#### REQUIRED WORK
Count the lines in the items below that contain the string "tarmac", treating uppercase and lowercase as different. Reply with only the number.

------ DATA SUPPLIED ------

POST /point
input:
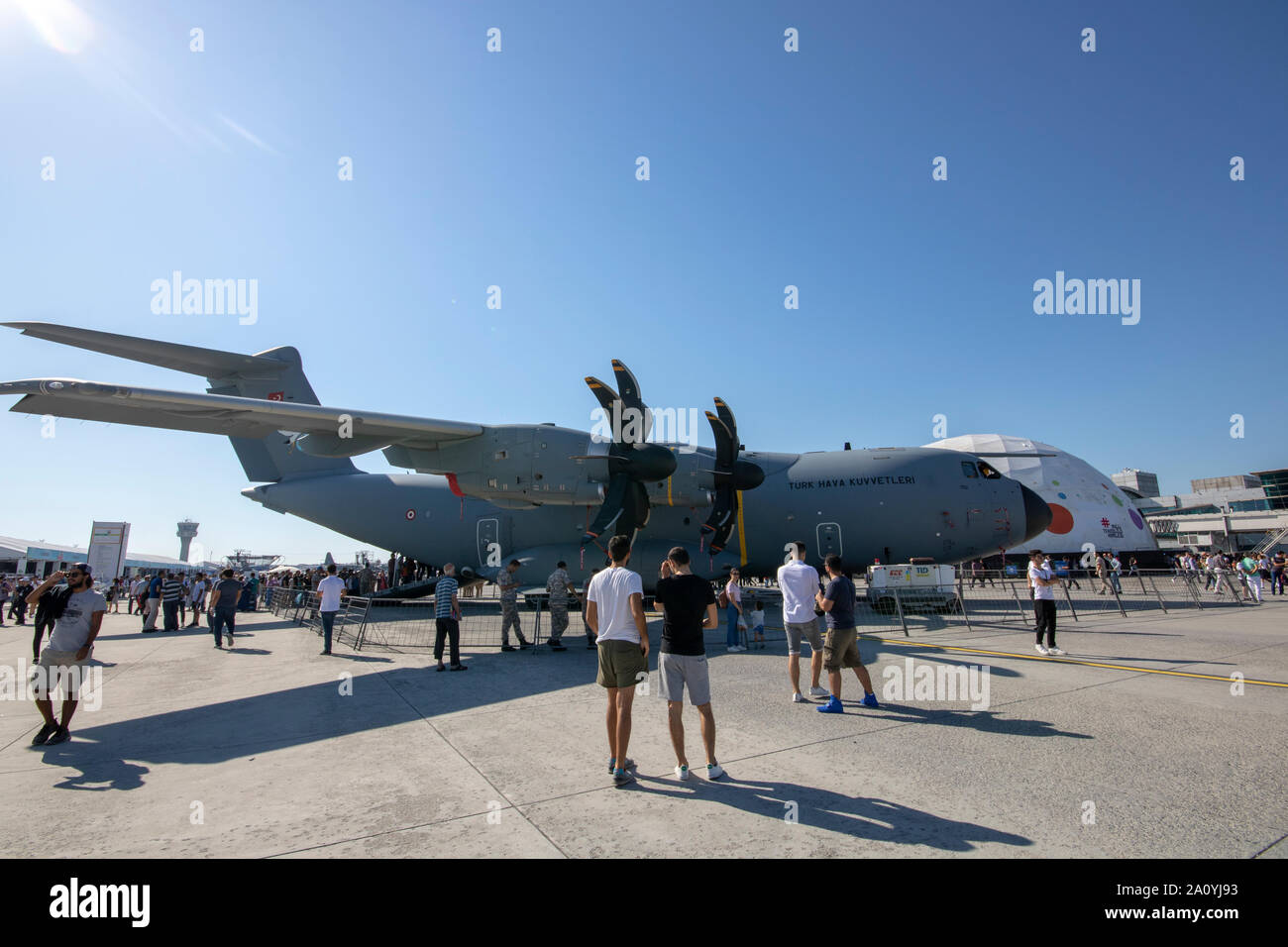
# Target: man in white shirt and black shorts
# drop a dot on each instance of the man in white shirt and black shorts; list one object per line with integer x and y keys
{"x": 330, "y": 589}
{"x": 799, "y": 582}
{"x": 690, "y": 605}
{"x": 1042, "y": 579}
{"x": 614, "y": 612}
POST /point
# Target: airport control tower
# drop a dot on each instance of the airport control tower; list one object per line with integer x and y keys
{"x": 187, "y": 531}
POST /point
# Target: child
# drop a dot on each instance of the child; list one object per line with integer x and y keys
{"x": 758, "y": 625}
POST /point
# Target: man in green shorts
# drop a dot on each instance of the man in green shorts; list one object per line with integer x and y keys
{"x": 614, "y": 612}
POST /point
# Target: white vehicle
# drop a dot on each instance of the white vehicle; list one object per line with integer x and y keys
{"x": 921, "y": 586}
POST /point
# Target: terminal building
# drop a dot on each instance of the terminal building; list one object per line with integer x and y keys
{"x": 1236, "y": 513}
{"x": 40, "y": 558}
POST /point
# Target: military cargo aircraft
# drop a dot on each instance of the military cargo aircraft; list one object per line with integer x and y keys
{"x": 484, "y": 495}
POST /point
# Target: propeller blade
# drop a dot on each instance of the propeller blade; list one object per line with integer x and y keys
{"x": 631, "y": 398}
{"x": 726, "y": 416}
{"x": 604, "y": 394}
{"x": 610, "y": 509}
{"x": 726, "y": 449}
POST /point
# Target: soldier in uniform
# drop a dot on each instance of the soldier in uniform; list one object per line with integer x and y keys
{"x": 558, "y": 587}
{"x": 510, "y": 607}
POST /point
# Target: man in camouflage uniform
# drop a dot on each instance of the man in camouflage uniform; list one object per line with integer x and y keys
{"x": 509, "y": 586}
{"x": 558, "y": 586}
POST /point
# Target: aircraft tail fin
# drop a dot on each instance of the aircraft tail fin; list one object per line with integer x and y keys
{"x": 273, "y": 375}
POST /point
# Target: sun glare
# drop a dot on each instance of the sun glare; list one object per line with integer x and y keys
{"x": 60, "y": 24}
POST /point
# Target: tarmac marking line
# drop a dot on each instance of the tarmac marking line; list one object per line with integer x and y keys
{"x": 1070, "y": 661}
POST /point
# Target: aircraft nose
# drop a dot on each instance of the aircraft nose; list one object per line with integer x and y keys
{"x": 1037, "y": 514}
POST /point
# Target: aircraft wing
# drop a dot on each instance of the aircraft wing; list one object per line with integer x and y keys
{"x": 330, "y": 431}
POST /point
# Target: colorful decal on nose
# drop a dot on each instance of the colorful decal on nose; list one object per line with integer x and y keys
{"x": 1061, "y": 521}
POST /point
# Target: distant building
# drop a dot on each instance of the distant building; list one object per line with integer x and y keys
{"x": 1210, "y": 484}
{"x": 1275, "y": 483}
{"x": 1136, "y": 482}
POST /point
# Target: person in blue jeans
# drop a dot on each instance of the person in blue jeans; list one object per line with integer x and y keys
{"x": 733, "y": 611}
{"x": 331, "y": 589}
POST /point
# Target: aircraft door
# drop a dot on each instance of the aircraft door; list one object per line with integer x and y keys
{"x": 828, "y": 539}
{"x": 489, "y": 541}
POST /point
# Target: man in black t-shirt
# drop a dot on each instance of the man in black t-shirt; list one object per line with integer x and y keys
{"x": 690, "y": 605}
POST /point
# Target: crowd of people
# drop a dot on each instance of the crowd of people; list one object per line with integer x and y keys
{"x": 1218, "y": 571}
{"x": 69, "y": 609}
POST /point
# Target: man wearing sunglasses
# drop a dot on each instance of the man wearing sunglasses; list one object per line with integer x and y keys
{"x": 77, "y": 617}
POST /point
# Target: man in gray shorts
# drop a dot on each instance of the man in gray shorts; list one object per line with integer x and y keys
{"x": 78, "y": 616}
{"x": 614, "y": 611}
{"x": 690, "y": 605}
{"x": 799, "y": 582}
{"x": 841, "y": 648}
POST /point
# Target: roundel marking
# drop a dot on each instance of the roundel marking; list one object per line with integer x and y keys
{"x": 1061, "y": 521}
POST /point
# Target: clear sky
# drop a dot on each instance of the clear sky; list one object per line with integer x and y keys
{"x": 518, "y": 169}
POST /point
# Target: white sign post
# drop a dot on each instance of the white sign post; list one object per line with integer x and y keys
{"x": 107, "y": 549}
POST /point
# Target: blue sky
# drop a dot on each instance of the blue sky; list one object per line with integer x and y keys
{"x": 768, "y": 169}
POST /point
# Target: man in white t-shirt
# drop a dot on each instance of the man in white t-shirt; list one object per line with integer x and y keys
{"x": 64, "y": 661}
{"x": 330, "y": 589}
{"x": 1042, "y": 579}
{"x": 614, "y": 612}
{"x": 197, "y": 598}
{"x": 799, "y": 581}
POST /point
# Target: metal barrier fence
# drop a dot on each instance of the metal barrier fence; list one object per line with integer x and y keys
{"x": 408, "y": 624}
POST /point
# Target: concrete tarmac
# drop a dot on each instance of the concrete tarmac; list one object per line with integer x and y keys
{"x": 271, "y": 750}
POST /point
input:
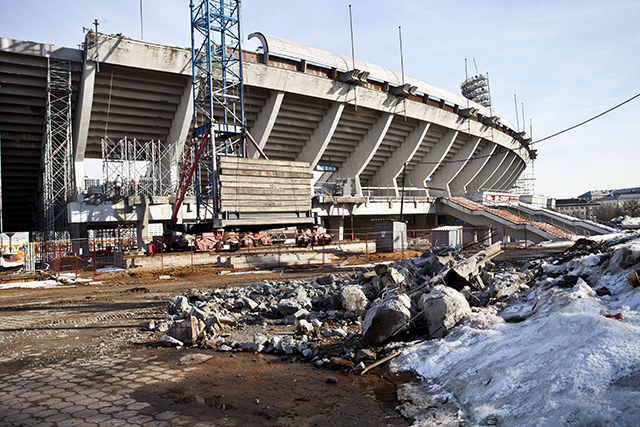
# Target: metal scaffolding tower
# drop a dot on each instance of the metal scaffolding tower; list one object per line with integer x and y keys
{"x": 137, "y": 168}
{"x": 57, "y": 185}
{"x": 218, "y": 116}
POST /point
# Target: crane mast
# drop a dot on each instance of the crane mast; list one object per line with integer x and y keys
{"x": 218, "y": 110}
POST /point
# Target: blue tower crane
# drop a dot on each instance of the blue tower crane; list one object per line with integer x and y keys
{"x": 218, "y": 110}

------
------ DATA SUPPLIED ------

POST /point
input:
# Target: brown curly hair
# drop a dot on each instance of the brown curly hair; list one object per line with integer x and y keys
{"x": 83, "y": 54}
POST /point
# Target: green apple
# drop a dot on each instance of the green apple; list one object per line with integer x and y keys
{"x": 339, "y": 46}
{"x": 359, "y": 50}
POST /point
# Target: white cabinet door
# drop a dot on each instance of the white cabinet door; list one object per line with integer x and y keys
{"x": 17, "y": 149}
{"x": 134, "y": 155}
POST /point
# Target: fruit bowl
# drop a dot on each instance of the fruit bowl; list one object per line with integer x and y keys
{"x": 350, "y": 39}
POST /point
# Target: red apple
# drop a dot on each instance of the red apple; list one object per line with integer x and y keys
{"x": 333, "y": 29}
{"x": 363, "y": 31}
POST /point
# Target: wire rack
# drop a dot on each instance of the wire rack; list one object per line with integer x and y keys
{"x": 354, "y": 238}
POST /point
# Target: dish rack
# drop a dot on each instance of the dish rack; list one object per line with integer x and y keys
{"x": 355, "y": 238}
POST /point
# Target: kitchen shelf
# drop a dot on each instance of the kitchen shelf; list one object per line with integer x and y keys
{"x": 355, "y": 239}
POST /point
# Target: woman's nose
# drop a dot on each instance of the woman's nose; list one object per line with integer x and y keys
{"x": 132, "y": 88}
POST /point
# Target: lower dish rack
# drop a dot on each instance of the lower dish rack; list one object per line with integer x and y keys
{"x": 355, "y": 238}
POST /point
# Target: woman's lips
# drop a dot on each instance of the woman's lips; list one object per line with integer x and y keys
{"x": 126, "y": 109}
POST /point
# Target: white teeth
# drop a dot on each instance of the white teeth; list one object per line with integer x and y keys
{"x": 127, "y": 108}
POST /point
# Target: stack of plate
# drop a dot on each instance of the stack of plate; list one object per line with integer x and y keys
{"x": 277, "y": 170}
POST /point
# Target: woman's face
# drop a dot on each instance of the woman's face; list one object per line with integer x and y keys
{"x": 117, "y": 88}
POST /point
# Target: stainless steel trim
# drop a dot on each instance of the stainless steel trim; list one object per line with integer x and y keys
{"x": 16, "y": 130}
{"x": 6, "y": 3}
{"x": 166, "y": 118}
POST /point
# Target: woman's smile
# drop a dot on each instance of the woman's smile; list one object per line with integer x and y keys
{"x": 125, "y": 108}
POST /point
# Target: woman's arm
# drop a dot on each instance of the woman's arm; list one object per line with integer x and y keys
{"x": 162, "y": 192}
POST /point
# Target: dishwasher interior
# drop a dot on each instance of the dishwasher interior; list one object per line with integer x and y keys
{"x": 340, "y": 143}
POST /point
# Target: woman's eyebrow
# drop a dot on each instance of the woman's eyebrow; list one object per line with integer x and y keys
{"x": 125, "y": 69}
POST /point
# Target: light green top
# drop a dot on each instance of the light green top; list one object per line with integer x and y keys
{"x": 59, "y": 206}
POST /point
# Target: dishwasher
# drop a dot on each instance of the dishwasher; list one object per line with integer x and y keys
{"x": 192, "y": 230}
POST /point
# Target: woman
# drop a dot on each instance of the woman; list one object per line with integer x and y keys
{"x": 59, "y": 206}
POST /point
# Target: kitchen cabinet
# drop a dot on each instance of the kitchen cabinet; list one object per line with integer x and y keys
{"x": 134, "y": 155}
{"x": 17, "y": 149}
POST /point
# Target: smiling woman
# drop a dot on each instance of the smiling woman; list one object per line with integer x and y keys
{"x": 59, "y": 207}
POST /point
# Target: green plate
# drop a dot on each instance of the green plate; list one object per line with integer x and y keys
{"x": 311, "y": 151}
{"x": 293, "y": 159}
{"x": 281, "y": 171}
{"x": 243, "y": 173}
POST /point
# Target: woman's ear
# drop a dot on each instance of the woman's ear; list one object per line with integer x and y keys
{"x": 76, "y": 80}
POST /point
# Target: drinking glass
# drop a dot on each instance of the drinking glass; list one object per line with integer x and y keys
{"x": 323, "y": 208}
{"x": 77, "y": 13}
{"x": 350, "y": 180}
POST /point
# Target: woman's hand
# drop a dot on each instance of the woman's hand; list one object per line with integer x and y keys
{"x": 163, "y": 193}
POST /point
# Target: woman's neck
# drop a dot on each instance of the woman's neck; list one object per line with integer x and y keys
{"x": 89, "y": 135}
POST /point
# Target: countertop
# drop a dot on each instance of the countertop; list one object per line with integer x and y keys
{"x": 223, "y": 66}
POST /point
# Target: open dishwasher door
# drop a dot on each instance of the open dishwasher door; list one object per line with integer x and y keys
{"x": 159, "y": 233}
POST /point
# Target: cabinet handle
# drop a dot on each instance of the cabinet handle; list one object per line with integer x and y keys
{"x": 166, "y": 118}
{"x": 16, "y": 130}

------
------ DATA SUPPLIED ------

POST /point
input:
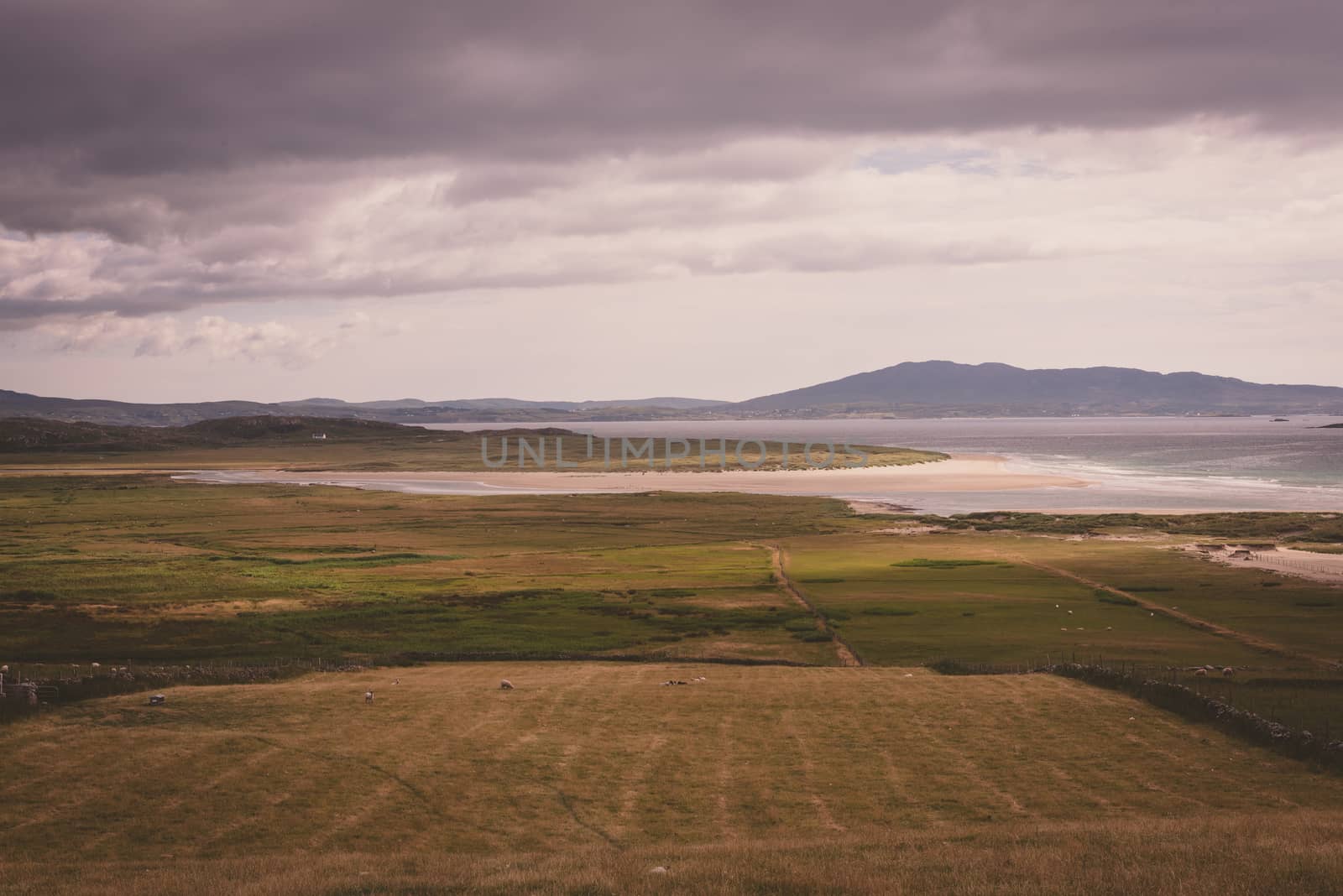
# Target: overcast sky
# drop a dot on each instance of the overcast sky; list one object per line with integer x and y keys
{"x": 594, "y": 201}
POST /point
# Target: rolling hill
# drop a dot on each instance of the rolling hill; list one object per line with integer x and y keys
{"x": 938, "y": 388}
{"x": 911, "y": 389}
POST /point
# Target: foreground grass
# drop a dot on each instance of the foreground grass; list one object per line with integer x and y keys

------

#### CORRECT RESULT
4